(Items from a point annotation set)
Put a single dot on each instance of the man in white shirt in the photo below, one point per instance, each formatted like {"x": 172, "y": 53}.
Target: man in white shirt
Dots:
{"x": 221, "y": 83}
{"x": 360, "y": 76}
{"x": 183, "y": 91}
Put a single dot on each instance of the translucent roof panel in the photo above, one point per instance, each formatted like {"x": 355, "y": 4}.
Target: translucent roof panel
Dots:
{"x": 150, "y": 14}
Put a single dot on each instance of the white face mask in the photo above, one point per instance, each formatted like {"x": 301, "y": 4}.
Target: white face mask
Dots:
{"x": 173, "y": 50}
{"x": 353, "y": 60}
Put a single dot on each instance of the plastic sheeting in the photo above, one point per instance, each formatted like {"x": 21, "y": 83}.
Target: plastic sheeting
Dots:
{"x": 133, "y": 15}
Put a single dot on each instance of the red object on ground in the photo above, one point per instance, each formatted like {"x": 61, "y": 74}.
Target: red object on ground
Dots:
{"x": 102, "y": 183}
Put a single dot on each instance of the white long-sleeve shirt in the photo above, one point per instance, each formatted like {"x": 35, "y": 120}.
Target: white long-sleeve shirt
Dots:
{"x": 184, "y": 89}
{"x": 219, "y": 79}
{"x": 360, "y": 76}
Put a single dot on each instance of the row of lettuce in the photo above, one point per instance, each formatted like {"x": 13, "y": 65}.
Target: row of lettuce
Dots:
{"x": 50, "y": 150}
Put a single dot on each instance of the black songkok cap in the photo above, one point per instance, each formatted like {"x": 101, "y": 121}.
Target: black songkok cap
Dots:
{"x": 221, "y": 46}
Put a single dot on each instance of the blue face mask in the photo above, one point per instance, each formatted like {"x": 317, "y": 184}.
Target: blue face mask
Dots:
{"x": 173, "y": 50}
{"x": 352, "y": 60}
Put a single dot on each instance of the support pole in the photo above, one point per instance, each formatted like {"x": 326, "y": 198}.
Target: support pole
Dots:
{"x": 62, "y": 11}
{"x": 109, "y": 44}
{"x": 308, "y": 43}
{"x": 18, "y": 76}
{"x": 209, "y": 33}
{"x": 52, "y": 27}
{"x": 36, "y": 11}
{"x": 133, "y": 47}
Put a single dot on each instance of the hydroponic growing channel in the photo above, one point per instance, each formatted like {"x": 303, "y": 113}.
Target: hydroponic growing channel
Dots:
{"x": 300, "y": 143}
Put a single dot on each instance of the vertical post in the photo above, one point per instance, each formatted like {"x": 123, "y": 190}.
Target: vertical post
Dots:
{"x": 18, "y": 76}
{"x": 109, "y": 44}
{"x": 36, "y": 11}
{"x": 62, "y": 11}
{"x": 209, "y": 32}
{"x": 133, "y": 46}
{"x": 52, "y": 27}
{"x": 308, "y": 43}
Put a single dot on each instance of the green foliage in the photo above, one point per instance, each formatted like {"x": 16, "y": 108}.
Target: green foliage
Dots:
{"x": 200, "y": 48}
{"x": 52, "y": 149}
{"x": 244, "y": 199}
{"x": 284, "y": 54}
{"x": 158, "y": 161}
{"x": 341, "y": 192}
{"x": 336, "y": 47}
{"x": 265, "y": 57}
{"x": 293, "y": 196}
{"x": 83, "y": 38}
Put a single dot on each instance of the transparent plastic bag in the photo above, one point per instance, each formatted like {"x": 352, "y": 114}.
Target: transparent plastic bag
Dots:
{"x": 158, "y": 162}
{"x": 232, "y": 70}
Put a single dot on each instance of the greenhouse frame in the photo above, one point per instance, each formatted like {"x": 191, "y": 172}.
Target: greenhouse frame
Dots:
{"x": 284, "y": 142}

#### Exercise:
Reproduce every item above, line for line and without any change.

#### Reply:
Put a single dot on each instance of the man in white shirt in the photo below, one point per instance, each formatted like {"x": 172, "y": 53}.
Target: man in white shirt
Dots:
{"x": 221, "y": 83}
{"x": 360, "y": 76}
{"x": 183, "y": 91}
Put a single dot on each instance of the translucent roof panel in the photo above, one point per instance, each formatted like {"x": 355, "y": 4}.
Target: translucent roof panel
Dots:
{"x": 150, "y": 14}
Put a single dot on each instance of the white face mask in the photo above, one point per instance, each formatted like {"x": 301, "y": 4}.
Target: white face mask
Dots:
{"x": 173, "y": 50}
{"x": 353, "y": 60}
Put a single dot on each instance of the plastic sheeting in the photo above, one point per instance, each formatted like {"x": 21, "y": 83}.
Target: plastic sheeting
Dots:
{"x": 133, "y": 15}
Put a single dot on each instance of the red object on ground in the photo above, one point per instance, each formatted like {"x": 61, "y": 74}.
Target: red object on ground
Dots:
{"x": 102, "y": 183}
Put a single dot on each instance of the white long-sleeve shirt in the photo above, one point per instance, each formatted like {"x": 35, "y": 120}.
Target: white long-sleeve shirt
Dots:
{"x": 184, "y": 89}
{"x": 219, "y": 79}
{"x": 360, "y": 76}
Put a single dot on each instance of the row of lettuce in the photo above, one point per instance, each formatted like {"x": 13, "y": 65}.
Target: row of lettuce
Dots:
{"x": 50, "y": 150}
Put a single dot on each instance of the black songkok cap in the photo above, one point per instance, each formatted like {"x": 101, "y": 121}.
Target: black songkok cap
Dots:
{"x": 221, "y": 46}
Put a single dot on each instance of the blue face mask in the photo above, one point per instance, each formatted like {"x": 317, "y": 184}.
Target: blue face mask
Dots:
{"x": 173, "y": 50}
{"x": 352, "y": 60}
Put a single dot on each instance of the support pole in the photo above, one point per instance, each formatted like {"x": 326, "y": 198}.
Target: support pole
Dots:
{"x": 62, "y": 11}
{"x": 109, "y": 44}
{"x": 308, "y": 43}
{"x": 18, "y": 76}
{"x": 209, "y": 33}
{"x": 52, "y": 27}
{"x": 36, "y": 11}
{"x": 133, "y": 47}
Put a single dot on each instance of the hydroponic growing channel in the photo above, one point per instance, each formatted like {"x": 303, "y": 113}.
Target: hydroponic growing channel
Dots:
{"x": 300, "y": 143}
Put a single dot on each instance of the vertical post in the photo above, one point per instance, each formatted like {"x": 123, "y": 190}.
Target: vertical post
Dots:
{"x": 18, "y": 76}
{"x": 109, "y": 44}
{"x": 36, "y": 11}
{"x": 62, "y": 11}
{"x": 209, "y": 32}
{"x": 133, "y": 46}
{"x": 52, "y": 27}
{"x": 308, "y": 43}
Put a single dot on each instance of the green foliage in the photo above, one point per instance, each formatted like {"x": 16, "y": 108}.
Target: green foliage
Dots:
{"x": 200, "y": 48}
{"x": 52, "y": 149}
{"x": 244, "y": 199}
{"x": 284, "y": 54}
{"x": 158, "y": 161}
{"x": 341, "y": 192}
{"x": 336, "y": 47}
{"x": 265, "y": 57}
{"x": 293, "y": 196}
{"x": 83, "y": 38}
Put a single dot on each instance of the transparent plastic bag in the photo above, one point per instance, each formatted like {"x": 352, "y": 114}.
Target: transparent plastic bag
Dots:
{"x": 158, "y": 162}
{"x": 232, "y": 70}
Put a single dot on each instance of the greenhouse frame in the photo above, one point per instance, each formatted like {"x": 191, "y": 172}.
Target: greenhouse frame
Dots:
{"x": 284, "y": 142}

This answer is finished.